**YOUR GOAL:**
What you return must be an exact copy of the lines in the listing below between the line holding "box: [0, 151, 640, 480]" and the line holding "rough mask: <svg", inclusive, and nothing more.

**DATA SUPPLIED:**
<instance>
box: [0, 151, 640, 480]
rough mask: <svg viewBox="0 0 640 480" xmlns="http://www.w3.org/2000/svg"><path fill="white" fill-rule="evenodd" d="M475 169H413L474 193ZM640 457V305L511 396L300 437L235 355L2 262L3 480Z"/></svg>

--

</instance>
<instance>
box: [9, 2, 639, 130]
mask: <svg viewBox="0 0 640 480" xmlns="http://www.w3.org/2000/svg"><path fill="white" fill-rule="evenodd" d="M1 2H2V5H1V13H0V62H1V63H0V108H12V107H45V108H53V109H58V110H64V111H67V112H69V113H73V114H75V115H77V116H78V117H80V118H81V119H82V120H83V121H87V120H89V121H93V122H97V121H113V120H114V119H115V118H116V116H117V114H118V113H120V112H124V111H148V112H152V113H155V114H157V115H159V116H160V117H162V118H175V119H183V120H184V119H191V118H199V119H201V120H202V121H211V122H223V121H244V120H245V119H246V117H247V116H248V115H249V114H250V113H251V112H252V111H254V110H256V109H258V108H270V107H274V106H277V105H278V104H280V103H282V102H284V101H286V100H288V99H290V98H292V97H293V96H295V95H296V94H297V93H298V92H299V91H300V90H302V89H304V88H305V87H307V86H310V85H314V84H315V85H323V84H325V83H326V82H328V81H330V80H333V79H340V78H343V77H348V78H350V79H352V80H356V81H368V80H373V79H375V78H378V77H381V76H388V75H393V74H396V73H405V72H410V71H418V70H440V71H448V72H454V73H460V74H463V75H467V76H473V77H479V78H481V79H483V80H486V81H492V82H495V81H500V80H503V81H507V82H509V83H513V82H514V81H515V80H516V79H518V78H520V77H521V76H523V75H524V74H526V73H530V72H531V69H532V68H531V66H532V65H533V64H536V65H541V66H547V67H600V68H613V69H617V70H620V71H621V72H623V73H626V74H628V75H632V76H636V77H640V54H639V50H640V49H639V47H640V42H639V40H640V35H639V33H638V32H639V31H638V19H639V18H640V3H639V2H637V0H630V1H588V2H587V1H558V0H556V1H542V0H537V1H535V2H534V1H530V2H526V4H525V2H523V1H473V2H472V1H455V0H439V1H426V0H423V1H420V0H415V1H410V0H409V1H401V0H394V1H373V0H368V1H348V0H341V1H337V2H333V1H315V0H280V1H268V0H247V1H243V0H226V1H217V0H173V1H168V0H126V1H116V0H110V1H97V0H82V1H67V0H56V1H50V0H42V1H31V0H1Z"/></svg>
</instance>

**SOLVED EXERCISE:**
box: [0, 151, 640, 480]
rough mask: <svg viewBox="0 0 640 480" xmlns="http://www.w3.org/2000/svg"><path fill="white" fill-rule="evenodd" d="M475 169H413L474 193ZM640 457V305L511 396L300 437L235 355L2 262L3 480Z"/></svg>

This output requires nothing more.